Requirements →
Reproduce everything in the forum thread below about Gmail and email links from "File Type settings showing" down to "a great weekend!", without any changes.

Text excerpt →

I never set up gmail in the way that the links show. The only thing I set up with gmail was the mail acct. in Outlook 2003 and since I have more then 1 email acct., I chose to make gmail as my default in Outlook 2003. I set up my gmail acct. before I updated to Firefox 3.

below is a url to a screenshot related to the quote in your last reply...

http://screencast.com/t/ChxMDNJ8Cf

Hope this helps.


----------



## Craig O2 (Jan 13, 2006)

Maybe since Outlook is a Microsoft application, maybe the compatibility with the Firefox browser is just not there to do what I wish it to do?


----------



## EAFiedler (Apr 25, 2000)

Do you have another e-mail account you can make as your default in Outlook 2003?
If so, see if that changes the way the links work.


----------



## Craig O2 (Jan 13, 2006)

Tried 2 other email accounts as default (wowway and hotmail) and website email links still open with my Gmail.


----------



## Craig O2 (Jan 13, 2006)

EAFiedler,

Good news! The problem seemed to be located in my google toolbar settings...

*click the settings button>options>more tab>under the tools, uncheck "Send with Gmail"*

Thank you for all your time on trying to help me but seems if I give myself enough time, I will eventually get the answer myself.

Craig O2


----------



## EAFiedler (Apr 25, 2000)

That's great! Though I do think I gave you a little nudge. 

I am curious, did your File Type settings change?
Do they still have this ending? *-requestPending -osint -url "%1"*


----------



## Craig O2 (Jan 13, 2006)

Yes, I felt that nudge. 

File Type settings showing presently:

* URL:File Transfer Protocol
"C:\Program Files\Mozilla Firefox\firefox.exe" -requestPending -osint -url "%1"
* URL:Gopher Protocol
"C:\PROGRA~1\MOZILL~1\FIREFOX.EXE -requestPending -osint -url "%1"
* URL:HyperText Transfer Protocol
"C:\Program Files\Mozilla Firefox\firefox.exe" -requestPending -osint -url "%1"
* URL:HyperText Transfer Protocol with Privacy
"C:\Program Files\Mozilla Firefox\firefox.exe" -requestPending -osint -url "%1"
* URL:MailToProtocol
"C:\PROGRA~1\MICROS~3\OFFICE11\OUTLOOK.EXE" -c IPM.Note /m "%1"

Again, thanks and have a great weekend!


----------

Collected data →

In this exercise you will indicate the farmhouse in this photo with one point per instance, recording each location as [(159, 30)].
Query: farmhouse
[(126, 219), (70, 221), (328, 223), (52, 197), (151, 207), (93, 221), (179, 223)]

Answer to the task →
File Type settings showing presently:

* URL:File Transfer Protocol
"C:\Program Files\Mozilla Firefox\firefox.exe" -requestPending -osint -url "%1"
* URL:Gopher Protocol
"C:\PROGRA~1\MOZILL~1\FIREFOX.EXE -requestPending -osint -url "%1"
* URL:HyperText Transfer Protocol
"C:\Program Files\Mozilla Firefox\firefox.exe" -requestPending -osint -url "%1"
* URL:HyperText Transfer Protocol with Privacy
"C:\Program Files\Mozilla Firefox\firefox.exe" -requestPending -osint -url "%1"
* URL:MailToProtocol
"C:\PROGRA~1\MICROS~3\OFFICE11\OUTLOOK.EXE" -c IPM.Note /m "%1"

Again, thanks and have a great weekend!